[Dataset entries]

● ● ● ● ● ● ●

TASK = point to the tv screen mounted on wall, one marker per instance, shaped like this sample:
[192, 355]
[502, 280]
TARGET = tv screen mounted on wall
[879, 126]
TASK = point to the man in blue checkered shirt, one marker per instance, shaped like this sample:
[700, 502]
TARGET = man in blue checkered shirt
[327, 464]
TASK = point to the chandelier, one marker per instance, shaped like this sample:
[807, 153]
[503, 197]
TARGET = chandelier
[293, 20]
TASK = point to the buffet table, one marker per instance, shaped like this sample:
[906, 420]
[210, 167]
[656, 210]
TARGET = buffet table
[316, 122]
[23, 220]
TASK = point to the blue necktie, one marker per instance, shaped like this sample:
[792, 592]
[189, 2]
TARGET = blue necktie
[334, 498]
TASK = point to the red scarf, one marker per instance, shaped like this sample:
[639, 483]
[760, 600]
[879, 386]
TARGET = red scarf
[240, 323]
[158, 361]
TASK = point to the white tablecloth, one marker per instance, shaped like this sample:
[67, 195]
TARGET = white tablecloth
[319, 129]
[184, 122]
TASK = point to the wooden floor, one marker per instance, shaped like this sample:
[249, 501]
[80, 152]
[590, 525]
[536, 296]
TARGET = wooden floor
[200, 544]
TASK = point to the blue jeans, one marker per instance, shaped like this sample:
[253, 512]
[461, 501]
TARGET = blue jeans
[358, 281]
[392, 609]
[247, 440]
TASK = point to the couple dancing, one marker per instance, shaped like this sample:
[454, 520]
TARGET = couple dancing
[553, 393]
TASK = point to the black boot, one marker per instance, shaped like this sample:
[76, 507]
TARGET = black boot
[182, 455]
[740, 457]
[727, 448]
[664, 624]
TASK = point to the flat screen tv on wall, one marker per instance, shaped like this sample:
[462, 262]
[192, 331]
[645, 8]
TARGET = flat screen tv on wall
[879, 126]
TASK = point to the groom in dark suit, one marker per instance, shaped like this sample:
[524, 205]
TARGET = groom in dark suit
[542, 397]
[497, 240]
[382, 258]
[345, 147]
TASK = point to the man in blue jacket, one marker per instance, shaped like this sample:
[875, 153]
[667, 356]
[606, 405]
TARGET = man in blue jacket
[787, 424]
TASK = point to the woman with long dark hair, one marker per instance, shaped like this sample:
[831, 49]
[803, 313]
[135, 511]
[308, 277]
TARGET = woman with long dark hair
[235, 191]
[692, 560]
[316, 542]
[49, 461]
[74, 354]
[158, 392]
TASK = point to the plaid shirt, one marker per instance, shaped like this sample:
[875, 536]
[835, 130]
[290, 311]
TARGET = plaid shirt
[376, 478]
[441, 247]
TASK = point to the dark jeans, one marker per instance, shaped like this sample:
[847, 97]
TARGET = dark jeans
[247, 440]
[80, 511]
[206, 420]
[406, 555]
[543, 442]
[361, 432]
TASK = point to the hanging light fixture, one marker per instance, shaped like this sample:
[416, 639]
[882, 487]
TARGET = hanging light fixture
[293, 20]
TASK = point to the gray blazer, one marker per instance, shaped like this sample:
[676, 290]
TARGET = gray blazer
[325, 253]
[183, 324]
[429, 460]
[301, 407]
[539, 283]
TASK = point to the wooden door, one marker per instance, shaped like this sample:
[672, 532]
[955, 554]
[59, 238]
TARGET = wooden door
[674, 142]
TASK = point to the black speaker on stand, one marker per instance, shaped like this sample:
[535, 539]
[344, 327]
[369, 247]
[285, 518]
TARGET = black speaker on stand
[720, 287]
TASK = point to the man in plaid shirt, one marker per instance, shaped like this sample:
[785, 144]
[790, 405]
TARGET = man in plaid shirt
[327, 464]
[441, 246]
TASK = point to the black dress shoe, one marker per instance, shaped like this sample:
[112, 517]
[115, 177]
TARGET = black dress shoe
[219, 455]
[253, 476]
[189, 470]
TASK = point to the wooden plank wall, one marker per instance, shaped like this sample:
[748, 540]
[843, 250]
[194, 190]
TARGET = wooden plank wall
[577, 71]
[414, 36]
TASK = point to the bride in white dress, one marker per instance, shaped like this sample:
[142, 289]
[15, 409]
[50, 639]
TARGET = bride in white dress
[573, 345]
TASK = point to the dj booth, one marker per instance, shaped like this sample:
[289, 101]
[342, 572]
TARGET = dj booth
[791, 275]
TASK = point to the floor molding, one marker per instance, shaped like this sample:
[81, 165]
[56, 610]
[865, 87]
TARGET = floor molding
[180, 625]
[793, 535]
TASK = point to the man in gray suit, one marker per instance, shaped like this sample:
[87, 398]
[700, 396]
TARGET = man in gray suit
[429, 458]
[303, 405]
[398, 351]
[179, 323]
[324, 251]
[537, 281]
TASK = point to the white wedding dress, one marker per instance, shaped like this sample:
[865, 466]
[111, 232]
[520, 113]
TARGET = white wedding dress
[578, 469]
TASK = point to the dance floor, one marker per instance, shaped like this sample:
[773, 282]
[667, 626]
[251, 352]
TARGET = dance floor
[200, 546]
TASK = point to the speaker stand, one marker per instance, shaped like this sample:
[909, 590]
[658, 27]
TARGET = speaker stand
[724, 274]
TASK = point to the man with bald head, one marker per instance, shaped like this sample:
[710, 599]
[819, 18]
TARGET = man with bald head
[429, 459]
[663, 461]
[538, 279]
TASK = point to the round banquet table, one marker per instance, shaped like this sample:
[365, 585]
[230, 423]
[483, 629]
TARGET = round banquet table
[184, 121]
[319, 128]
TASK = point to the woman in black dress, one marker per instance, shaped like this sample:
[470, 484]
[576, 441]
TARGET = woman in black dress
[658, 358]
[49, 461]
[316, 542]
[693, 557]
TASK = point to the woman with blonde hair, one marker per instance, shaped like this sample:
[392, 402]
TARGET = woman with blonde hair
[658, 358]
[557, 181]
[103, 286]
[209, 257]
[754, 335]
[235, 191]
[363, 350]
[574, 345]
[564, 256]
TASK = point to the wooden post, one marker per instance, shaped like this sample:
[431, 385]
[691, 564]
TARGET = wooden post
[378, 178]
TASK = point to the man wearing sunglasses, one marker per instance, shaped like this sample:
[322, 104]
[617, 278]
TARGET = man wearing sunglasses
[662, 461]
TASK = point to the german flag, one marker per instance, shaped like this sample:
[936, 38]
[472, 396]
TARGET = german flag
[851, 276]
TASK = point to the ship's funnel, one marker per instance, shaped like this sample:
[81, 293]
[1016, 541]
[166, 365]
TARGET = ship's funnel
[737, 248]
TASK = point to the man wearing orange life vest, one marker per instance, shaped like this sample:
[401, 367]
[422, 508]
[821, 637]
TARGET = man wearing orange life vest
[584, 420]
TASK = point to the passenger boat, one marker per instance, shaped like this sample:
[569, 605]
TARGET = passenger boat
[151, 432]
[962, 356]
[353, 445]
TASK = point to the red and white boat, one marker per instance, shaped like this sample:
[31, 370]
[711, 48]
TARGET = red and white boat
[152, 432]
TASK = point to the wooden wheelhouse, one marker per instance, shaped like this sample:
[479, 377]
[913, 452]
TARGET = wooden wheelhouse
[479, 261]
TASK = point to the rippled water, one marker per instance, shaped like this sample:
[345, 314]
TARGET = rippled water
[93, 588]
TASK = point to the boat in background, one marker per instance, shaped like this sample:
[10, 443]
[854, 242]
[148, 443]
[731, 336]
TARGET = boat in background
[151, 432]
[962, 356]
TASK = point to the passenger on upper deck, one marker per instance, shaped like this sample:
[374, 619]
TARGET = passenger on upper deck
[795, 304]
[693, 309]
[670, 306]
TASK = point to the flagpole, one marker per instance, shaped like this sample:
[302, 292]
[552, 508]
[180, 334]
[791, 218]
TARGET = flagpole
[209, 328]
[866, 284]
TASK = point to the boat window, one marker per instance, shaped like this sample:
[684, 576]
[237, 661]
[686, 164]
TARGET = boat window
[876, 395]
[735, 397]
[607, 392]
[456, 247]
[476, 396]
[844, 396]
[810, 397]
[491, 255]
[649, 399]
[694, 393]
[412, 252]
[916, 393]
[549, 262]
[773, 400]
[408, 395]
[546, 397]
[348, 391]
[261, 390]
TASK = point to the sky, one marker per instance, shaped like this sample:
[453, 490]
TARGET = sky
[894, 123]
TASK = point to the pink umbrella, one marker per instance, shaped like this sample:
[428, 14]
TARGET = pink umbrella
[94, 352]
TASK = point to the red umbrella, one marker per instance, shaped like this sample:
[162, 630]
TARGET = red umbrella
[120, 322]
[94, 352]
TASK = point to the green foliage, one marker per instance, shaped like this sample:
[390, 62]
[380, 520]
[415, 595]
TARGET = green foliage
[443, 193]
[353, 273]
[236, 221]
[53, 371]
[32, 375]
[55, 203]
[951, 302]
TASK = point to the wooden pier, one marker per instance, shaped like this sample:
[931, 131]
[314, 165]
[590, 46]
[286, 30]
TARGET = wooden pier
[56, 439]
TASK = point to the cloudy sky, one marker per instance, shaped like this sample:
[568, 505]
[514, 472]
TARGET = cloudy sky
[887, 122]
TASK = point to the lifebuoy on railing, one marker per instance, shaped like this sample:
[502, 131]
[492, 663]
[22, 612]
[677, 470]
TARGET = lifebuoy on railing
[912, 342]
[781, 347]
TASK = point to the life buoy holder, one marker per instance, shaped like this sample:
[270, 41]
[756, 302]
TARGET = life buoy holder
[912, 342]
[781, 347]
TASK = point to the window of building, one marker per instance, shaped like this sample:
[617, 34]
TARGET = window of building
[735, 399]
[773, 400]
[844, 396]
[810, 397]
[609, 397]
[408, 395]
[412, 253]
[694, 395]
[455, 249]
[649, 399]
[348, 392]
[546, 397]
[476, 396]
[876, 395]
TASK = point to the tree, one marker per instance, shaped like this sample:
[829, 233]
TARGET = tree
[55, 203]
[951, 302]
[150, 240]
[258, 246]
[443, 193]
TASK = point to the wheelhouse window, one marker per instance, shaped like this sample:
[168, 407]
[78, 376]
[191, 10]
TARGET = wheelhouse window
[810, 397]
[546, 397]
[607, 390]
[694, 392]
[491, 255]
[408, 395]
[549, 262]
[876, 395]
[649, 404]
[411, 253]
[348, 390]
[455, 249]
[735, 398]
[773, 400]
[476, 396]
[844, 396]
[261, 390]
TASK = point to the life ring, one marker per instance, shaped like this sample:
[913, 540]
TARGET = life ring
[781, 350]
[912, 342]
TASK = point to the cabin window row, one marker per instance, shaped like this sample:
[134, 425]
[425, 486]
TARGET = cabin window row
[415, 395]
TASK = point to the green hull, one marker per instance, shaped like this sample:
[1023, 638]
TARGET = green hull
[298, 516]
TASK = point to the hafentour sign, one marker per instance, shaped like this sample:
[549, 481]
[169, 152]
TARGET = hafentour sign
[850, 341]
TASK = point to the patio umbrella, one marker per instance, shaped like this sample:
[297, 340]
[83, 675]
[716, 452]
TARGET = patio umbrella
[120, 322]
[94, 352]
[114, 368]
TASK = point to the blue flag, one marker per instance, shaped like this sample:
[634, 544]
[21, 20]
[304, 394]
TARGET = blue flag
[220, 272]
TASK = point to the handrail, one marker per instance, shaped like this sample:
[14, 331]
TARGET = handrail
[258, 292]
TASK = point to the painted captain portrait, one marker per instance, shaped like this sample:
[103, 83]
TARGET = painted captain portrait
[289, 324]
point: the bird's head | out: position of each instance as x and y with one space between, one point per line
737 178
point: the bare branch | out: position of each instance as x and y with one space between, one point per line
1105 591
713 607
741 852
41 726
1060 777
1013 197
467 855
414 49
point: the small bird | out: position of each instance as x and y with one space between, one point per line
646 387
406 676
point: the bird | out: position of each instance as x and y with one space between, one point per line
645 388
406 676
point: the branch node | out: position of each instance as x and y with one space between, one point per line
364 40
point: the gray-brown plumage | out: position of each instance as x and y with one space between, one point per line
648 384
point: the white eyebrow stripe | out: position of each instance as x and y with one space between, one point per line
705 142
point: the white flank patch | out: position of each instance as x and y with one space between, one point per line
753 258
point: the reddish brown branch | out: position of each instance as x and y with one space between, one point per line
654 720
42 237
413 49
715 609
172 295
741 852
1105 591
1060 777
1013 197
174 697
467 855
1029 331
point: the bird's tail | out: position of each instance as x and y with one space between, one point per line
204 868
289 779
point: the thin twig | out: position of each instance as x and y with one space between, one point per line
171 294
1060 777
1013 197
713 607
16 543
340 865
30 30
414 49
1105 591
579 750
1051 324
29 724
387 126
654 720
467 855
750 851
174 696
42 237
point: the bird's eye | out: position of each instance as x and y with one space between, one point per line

● ● ● ● ● ● ●

Aim of the exercise: Output consists of exactly the lines from the one containing "point: the reddish" to the end of the records above, retyped without change and with nothing extra.

Answer:
point: the reddish brown branch | out: position of each instance as x and y with one space between, one point per line
654 720
42 237
413 49
715 609
172 295
741 852
1105 591
1060 777
1013 197
174 697
467 855
1029 331
point: the bird's tail | out: position of each instance as x and y with one space between, one point per line
204 868
289 779
point: the thin twig | out: position of each instance as x and y with one space between, one point per line
171 294
1060 777
1013 197
713 607
16 543
340 865
30 30
414 49
1105 591
579 750
1051 324
29 724
387 126
654 720
467 855
750 851
174 696
42 237
point: the bird's eye | out: position of each instance as x and y with one space between, one point per line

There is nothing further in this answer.